### TESTO CITATO
=======
Tratto da Repubblica.it

lunedì 26 dicembre 2011

E' SCOMPARSO GIORGIO BOCCA



Partigiano, giornalista, scrittore, uomo sempre libero. Questo era Giorgio Bocca morto nel giorno di Natale a Milano.

"E' morto - commenta Carlo Smuraglia, presidente nazionale dell'Anpi - un grande italiano, un patriota, un partigiano che non dimenticheremo mai. Per tanto tempo ci ha accompagnato commentando, da par suo, le vicende che il Paese stava vivendo, con passione, talvolta con indignazione, sempre con fermezza. Partigiano in Piemonte, ha combattuto con Giustizia e Libertà".

"Quando due anni fa - ricorda Smuraglia - abbiamo raccolto la sua voce in una intervista da trasmettere nel corso di un convegno dedicato proprio al contributo degli azionisti all'antifascismo e alla Guerra di Liberazione, Bocca tenne a sottolineare l'unitarietà d'intenti anche fra forze di ispirazione diversa nella Resistenza; e ricordò le sue esperienze di guerra partigiana con inalterata passione e con un profondo sentimento unitario. Grande giornalista, scrittore illustre, e polemista di razza, con lui scompare una voce importante della parte migliore del Paese".

"Lo ricorderemo degnamente e con la dovuta ampiezza nella sede nazionale dell'Anpi, associazione alla quale, negli ultimi anni, Giorgio Bocca non ha fatto mancare il suo sostegno anche pubblicamente. Oggi - conclude Smuraglia - lo piangiamo con sincero dolore e ci stringiamo con affetto ai suoi familiari. L'ANPI di Milano partecipa al profondo dolore per la scomparsa del comandante partigiano Giorgio Bocca".
=======
### RIGHE FORNITE
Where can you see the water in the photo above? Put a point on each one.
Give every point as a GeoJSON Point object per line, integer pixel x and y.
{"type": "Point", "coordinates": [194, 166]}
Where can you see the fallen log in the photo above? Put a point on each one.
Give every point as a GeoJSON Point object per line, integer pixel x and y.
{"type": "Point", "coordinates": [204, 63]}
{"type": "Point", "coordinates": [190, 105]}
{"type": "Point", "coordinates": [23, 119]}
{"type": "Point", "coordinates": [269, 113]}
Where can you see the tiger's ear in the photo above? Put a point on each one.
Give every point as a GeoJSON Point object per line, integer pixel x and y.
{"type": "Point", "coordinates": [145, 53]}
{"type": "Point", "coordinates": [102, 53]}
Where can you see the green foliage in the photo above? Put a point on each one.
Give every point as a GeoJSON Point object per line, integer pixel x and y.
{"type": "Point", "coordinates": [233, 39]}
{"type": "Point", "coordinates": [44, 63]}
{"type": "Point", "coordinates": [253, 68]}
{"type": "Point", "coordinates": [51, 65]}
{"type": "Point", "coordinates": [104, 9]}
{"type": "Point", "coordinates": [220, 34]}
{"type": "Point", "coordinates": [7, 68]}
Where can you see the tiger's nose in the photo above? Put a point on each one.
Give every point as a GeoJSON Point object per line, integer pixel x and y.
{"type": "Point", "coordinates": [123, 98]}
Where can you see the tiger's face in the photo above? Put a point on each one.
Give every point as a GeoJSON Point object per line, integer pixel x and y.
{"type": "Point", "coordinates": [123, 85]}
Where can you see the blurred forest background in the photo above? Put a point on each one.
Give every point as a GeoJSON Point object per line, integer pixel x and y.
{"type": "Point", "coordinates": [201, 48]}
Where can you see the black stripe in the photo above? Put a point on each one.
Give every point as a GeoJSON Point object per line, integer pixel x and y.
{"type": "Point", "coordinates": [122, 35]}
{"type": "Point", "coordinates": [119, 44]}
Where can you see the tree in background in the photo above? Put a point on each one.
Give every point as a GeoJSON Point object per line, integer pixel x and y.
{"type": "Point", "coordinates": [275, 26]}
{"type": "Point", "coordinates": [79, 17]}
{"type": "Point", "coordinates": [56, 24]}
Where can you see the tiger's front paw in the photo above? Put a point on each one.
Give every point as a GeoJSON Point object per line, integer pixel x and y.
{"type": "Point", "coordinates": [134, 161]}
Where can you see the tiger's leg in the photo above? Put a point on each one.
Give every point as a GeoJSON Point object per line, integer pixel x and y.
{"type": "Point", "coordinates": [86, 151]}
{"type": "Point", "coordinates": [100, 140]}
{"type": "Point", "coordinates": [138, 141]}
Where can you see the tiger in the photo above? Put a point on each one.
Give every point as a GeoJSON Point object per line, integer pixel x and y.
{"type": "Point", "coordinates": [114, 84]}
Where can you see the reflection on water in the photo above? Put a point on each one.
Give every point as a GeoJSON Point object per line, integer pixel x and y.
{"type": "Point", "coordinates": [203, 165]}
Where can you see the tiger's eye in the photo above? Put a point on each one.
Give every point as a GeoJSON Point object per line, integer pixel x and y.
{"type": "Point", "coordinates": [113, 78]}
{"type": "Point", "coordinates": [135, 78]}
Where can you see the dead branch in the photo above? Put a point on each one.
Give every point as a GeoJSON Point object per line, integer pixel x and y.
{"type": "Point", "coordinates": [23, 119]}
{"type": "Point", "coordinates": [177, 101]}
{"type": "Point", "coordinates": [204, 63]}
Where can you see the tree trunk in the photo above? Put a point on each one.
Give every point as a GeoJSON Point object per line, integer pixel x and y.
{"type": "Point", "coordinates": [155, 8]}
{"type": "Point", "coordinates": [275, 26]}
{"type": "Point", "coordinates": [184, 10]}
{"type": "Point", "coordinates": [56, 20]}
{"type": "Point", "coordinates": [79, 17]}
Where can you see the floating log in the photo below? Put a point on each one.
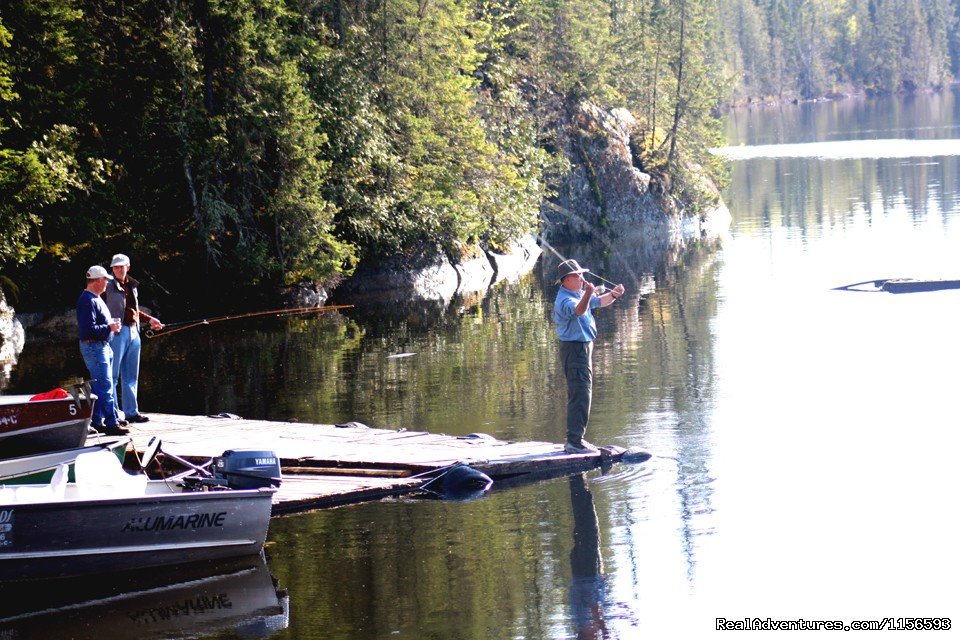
=======
### COMPITI DELL'ESERCIZIO
1 - Ricopia senza modifiche il passo del testo su Giorgio Bocca che comincia con le parole "lunedì 26 dicembre" e si chiude dopo "Natale a Milano.".
2 - Quali sono le definizioni di Giorgio Bocca elencate nella prima frase del testo su Giorgio Bocca? Riportale tutte.
3 - Secondo il testo su Giorgio Bocca, in quale regione ha combattuto da partigiano e con quale formazione?

### RISPOSTE DELL'ESERCIZIO
1 -
lunedì 26 dicembre 2011

E' SCOMPARSO GIORGIO BOCCA



Partigiano, giornalista, scrittore, uomo sempre libero. Questo era Giorgio Bocca morto nel giorno di Natale a Milano.

2 -
- Partigiano
- giornalista
- scrittore
- uomo sempre libero

3 - In Piemonte, con Giustizia e Libertà.